Dataset rows on where objects appear:
====

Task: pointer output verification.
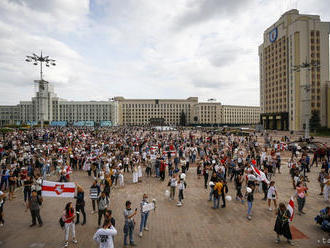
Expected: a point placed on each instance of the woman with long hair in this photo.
(68, 218)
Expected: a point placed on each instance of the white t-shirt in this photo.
(104, 237)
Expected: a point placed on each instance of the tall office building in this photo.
(288, 96)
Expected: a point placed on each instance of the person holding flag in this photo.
(284, 216)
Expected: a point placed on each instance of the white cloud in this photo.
(146, 48)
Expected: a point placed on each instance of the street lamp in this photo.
(35, 59)
(307, 87)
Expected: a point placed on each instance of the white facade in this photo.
(48, 107)
(145, 111)
(293, 40)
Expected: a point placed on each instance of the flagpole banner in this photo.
(57, 189)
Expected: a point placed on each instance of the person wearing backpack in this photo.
(33, 204)
(68, 218)
(104, 236)
(80, 204)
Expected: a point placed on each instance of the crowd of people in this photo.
(107, 155)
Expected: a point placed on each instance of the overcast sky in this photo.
(140, 48)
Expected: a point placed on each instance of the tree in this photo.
(183, 119)
(315, 122)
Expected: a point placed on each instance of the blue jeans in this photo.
(216, 202)
(249, 207)
(128, 231)
(144, 219)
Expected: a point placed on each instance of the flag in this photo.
(56, 189)
(291, 208)
(260, 174)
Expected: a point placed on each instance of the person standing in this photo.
(33, 204)
(326, 187)
(135, 173)
(321, 179)
(271, 195)
(181, 187)
(103, 205)
(249, 199)
(68, 218)
(80, 204)
(27, 188)
(12, 182)
(104, 236)
(301, 197)
(108, 216)
(224, 191)
(217, 192)
(144, 215)
(129, 223)
(282, 224)
(2, 202)
(94, 193)
(205, 174)
(173, 184)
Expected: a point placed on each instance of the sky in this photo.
(140, 48)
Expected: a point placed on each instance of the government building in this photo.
(48, 108)
(294, 72)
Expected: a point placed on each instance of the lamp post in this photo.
(307, 88)
(36, 60)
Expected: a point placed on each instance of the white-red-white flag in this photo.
(291, 208)
(56, 189)
(260, 174)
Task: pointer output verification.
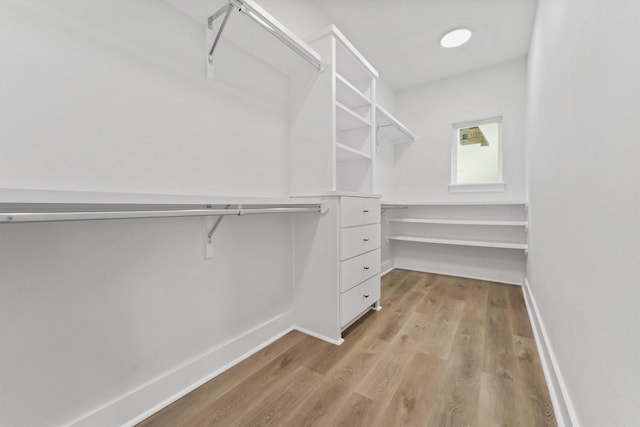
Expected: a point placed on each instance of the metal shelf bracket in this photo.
(215, 35)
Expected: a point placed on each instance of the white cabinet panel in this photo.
(358, 299)
(359, 211)
(358, 240)
(359, 269)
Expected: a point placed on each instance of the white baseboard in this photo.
(502, 279)
(562, 406)
(386, 266)
(320, 337)
(142, 402)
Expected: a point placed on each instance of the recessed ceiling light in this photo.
(455, 38)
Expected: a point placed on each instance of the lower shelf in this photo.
(483, 244)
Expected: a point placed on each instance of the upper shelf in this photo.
(348, 95)
(346, 119)
(456, 203)
(65, 197)
(390, 127)
(17, 205)
(247, 27)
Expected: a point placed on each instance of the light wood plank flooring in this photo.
(444, 351)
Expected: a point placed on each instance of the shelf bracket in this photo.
(226, 10)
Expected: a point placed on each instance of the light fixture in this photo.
(455, 38)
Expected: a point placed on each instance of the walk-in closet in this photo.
(319, 212)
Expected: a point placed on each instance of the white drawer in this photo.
(359, 211)
(358, 269)
(356, 300)
(358, 240)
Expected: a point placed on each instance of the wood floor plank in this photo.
(442, 328)
(205, 395)
(276, 408)
(533, 388)
(407, 406)
(444, 351)
(336, 387)
(357, 411)
(271, 379)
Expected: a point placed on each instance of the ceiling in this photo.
(401, 38)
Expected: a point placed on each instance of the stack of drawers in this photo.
(359, 257)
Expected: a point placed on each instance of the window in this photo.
(476, 156)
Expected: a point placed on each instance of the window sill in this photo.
(491, 187)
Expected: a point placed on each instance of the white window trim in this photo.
(454, 186)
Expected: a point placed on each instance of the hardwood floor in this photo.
(444, 351)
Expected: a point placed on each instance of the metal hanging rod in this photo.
(11, 217)
(266, 21)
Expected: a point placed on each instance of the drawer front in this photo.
(357, 299)
(359, 211)
(358, 269)
(358, 240)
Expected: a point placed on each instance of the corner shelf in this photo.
(391, 127)
(476, 243)
(345, 153)
(346, 119)
(461, 222)
(350, 96)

====

TASK GOAL.
Reproduce every row above word for word, omitting the pictures.

ANSWER TO THE EXERCISE.
Task: pointer output verification.
Expected: a point placed on each instance of the woman with long hair in this photo.
(68, 218)
Expected: a point placed on each instance of the white t-shirt in this photo.
(104, 237)
Expected: a point placed on each instance of the tall office building in this photo.
(288, 96)
Expected: a point placed on each instance of the person holding flag in this photo.
(284, 216)
Expected: a point placed on each instance of the white cloud in this photo.
(146, 48)
Expected: a point placed on each instance of the street lamp in this photo.
(35, 59)
(307, 87)
Expected: a point placed on each instance of the white facade in this photo.
(48, 107)
(145, 111)
(293, 40)
Expected: a point placed on each instance of the flagpole banner in this photo.
(57, 189)
Expected: a point placed on each instance of the person wearing backpack in this photo.
(33, 204)
(68, 218)
(104, 236)
(80, 204)
Expected: a point placed on each instance of the crowd of people in this photo.
(107, 155)
Expected: a point placed on each instance of the overcast sky in this photo.
(140, 48)
Expected: a point placed on each instance of the tree in this photo.
(183, 119)
(315, 122)
Expected: a point placed on each instance of the blue jeans in this photo.
(216, 202)
(249, 207)
(128, 231)
(144, 219)
Expected: a point placed on each instance of the flag in this photo.
(56, 189)
(291, 208)
(260, 174)
Expected: a point placed on each instance of the person standing in this photo.
(33, 204)
(326, 187)
(135, 173)
(321, 179)
(271, 195)
(181, 187)
(103, 205)
(249, 199)
(68, 218)
(80, 204)
(27, 188)
(12, 182)
(104, 236)
(301, 197)
(108, 216)
(224, 191)
(217, 192)
(144, 215)
(129, 223)
(282, 224)
(2, 202)
(94, 193)
(205, 174)
(173, 184)
Expected: a point placed on each instance of the sky in this photo.
(140, 48)
Expected: a point placed on each instance of the government building in this photo.
(48, 108)
(294, 72)
Expected: a point placed on each instance of the lamp post in this photo.
(307, 88)
(36, 60)
Expected: a point placed on each instance of the white-red-white flag in this photo.
(291, 208)
(56, 189)
(260, 174)
Task: pointer output verification.
Expected: a point placed on each instance of the metal shelf bracket in this photo.
(215, 35)
Expected: a point placed on each instance of the white cabinet panel in this photo.
(358, 299)
(359, 211)
(358, 240)
(359, 269)
Expected: a point placed on each instance of the white baseboard in this photo.
(502, 279)
(562, 406)
(386, 266)
(320, 337)
(142, 402)
Expected: a point placed on each instance of the recessed ceiling light in this photo.
(455, 38)
Expected: a point placed on each instance of the lower shelf in this photo.
(483, 244)
Expected: a point placed on each instance of the upper shelf in this photo.
(348, 95)
(346, 119)
(456, 203)
(65, 197)
(390, 127)
(17, 205)
(247, 27)
Expected: a point placed on each instance of the light wood plank flooring in this photo.
(444, 351)
Expected: a point placed on each instance of the shelf bracket in this photo.
(226, 10)
Expected: a point placed on each instance of the light fixture in this photo.
(455, 38)
Expected: a point placed on each instance of the walk-in closet in this photo.
(319, 212)
Expected: a point placed on each instance of the white drawer in this photo.
(359, 211)
(358, 269)
(356, 300)
(358, 240)
Expected: a point placed on each instance of the wood floor plank in this photo.
(442, 328)
(205, 395)
(276, 408)
(533, 388)
(407, 406)
(444, 351)
(336, 387)
(357, 411)
(271, 379)
Expected: a point placed on each instance of the ceiling in this photo.
(401, 38)
Expected: a point placed on each instance of the stack of drawers in this photo.
(359, 257)
Expected: a point placed on each instance of the window in this photo.
(476, 156)
Expected: a point placed on each instance of the window sill in this photo.
(491, 187)
Expected: a point placed on each instance of the white window trim in this photo.
(454, 186)
Expected: a point placed on each instance of the hardwood floor in this photo.
(444, 351)
Expected: a point placed on each instance of the metal hanging rod in this photo.
(11, 217)
(266, 21)
Expected: a point placed on each instance of the drawer front in this photo.
(357, 299)
(359, 211)
(358, 269)
(358, 240)
Expected: a point placed on each instance of the corner shelf in this photo.
(391, 127)
(476, 243)
(345, 153)
(346, 119)
(461, 222)
(350, 96)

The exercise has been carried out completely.